**STORED ROWS:**
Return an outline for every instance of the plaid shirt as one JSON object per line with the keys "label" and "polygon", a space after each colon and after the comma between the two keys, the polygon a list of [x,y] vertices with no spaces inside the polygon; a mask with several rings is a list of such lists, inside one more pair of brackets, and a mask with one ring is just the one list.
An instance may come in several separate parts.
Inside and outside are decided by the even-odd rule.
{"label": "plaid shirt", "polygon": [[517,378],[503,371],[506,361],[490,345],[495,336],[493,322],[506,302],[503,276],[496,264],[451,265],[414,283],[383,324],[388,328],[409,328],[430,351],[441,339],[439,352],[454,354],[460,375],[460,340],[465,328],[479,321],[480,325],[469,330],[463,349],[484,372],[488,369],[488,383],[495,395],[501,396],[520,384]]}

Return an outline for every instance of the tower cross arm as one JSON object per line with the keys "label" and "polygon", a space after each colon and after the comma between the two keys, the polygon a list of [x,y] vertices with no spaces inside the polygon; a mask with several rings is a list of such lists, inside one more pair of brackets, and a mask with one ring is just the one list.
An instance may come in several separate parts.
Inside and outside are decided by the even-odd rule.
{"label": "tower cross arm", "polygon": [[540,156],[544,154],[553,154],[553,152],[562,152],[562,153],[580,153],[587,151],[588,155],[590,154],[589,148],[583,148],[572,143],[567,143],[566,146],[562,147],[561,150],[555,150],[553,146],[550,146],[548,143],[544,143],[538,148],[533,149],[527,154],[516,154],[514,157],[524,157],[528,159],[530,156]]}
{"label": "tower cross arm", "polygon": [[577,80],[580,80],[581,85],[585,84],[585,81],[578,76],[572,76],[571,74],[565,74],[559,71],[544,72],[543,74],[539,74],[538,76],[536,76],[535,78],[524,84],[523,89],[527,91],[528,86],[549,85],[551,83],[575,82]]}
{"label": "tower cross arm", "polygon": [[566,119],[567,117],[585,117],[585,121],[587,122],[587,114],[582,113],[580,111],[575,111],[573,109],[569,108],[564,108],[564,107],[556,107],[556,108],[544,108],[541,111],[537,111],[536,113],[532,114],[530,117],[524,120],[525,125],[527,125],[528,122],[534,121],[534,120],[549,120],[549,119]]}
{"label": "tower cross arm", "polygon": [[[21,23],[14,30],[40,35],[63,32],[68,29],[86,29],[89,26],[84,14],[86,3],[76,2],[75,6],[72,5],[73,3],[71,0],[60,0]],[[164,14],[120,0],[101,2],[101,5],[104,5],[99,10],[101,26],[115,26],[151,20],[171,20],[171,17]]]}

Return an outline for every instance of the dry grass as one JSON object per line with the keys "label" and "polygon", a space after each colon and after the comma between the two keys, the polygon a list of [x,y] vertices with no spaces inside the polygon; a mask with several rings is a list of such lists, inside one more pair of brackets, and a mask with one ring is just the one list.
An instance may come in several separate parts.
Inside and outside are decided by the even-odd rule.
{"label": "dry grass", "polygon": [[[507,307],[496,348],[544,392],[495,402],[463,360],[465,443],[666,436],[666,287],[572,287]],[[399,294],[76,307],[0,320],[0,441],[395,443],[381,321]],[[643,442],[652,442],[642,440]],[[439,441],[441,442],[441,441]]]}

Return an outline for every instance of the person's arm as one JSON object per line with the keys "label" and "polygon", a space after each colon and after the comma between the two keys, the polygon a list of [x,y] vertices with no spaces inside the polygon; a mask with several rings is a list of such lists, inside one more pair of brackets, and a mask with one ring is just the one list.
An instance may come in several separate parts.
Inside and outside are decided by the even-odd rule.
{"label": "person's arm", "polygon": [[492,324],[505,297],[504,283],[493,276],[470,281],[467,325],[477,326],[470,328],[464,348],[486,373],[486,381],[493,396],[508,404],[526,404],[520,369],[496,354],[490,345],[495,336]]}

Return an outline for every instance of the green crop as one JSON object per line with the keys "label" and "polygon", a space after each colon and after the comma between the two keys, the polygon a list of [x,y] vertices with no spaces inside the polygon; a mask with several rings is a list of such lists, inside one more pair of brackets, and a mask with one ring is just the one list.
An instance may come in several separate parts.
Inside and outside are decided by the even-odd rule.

**PROBLEM REQUIREMENTS:** Copy every line of the records above verbatim, from the first line through the last.

**FINAL RESULT:**
Return an outline for every instance of the plaid shirt as one JSON object per line with the keys "label" and "polygon", a space after each colon and after the comma between the two keys, the polygon a list of [x,y] vertices with no spaces inside the polygon; a mask with several rings is a list of such lists, inside one more pair of brackets, and a mask with one ring is just the one list.
An instance may come in several separate parts.
Inside and outside are decided by the even-odd rule.
{"label": "plaid shirt", "polygon": [[517,378],[503,371],[506,361],[490,345],[495,336],[493,322],[506,302],[503,276],[496,264],[451,265],[414,283],[383,324],[388,328],[409,328],[430,351],[441,339],[439,352],[454,354],[460,375],[460,340],[465,328],[479,321],[480,325],[469,330],[463,349],[484,372],[488,369],[488,383],[495,395],[501,396],[520,384]]}

Return an outline for every instance of the tower cross arm as one JSON object per line with the keys "label" and "polygon", a space after each colon and after the comma between the two keys, the polygon a list of [x,y] vertices with no spaces inside the polygon; a mask with several rings is a list of such lists, inside one more pair of brackets, and a mask with one ring is just the one list.
An instance may come in several separate parts.
Inside and outside are decided by the even-odd rule.
{"label": "tower cross arm", "polygon": [[540,156],[544,154],[553,154],[553,152],[562,152],[562,153],[580,153],[587,151],[588,155],[590,154],[589,148],[583,148],[572,143],[567,143],[566,146],[562,147],[561,150],[555,150],[553,146],[550,146],[548,143],[544,143],[538,148],[533,149],[527,154],[516,154],[514,157],[524,157],[528,159],[530,156]]}
{"label": "tower cross arm", "polygon": [[577,80],[580,80],[581,85],[585,84],[585,81],[578,76],[572,76],[571,74],[565,74],[559,71],[544,72],[543,74],[539,74],[538,76],[536,76],[535,78],[524,84],[523,89],[527,91],[528,86],[549,85],[551,83],[575,82]]}
{"label": "tower cross arm", "polygon": [[566,119],[567,117],[585,117],[585,121],[587,122],[587,114],[582,113],[580,111],[575,111],[573,109],[569,108],[564,108],[564,107],[556,107],[556,108],[544,108],[541,111],[537,111],[536,113],[532,114],[530,117],[524,120],[525,125],[527,125],[528,122],[534,121],[534,120],[549,120],[549,119]]}
{"label": "tower cross arm", "polygon": [[[21,23],[14,30],[40,35],[63,32],[68,29],[86,29],[89,26],[84,14],[86,3],[76,2],[75,6],[72,5],[73,3],[71,0],[60,0]],[[164,14],[120,0],[101,2],[101,5],[104,5],[99,10],[101,26],[115,26],[151,20],[171,20],[171,17]]]}

Return an outline for every instance of the dry grass as one JSON object per line with the keys "label" and "polygon", a space after each colon and after the comma between the two keys, the polygon a list of [x,y] vertices with no spaces inside the polygon; a mask with several rings is a list of such lists, inside one more pair of brackets, and a mask with one ring is just the one list.
An instance may come in several separate parts.
Inside and outside are decided by the even-odd rule.
{"label": "dry grass", "polygon": [[[507,307],[496,348],[544,392],[495,402],[463,360],[465,443],[666,436],[666,287],[572,287]],[[399,294],[76,307],[0,320],[0,441],[395,443],[381,321]],[[643,442],[652,442],[642,440]],[[439,441],[441,442],[441,441]]]}

Return an outline for every instance of the person's arm as one JSON object per line with the keys "label" and "polygon", a space after each colon and after the comma between the two keys, the polygon a list of [x,y] vertices with no spaces inside the polygon; a mask with several rings is a list of such lists, inside one more pair of brackets, and a mask with one ring is just the one list.
An instance may come in several separate parts.
Inside and outside are decided by the even-odd rule.
{"label": "person's arm", "polygon": [[492,324],[505,297],[504,283],[493,276],[470,281],[467,325],[477,326],[470,328],[464,348],[486,373],[486,381],[493,396],[508,404],[526,404],[520,369],[496,354],[490,345],[495,336]]}

Return an outline for every instance of the green crop as one JSON object per line with the keys "label" and "polygon", a space after each colon and after the comma between the two keys, the polygon a list of [x,y] vertices with no spaces inside the polygon; a mask with several rings is a list of such lists, inside one more pair of brackets, and a mask with one ring is just the one list.
An instance may come in several separate parts.
Inside and outside are decided by the even-odd rule.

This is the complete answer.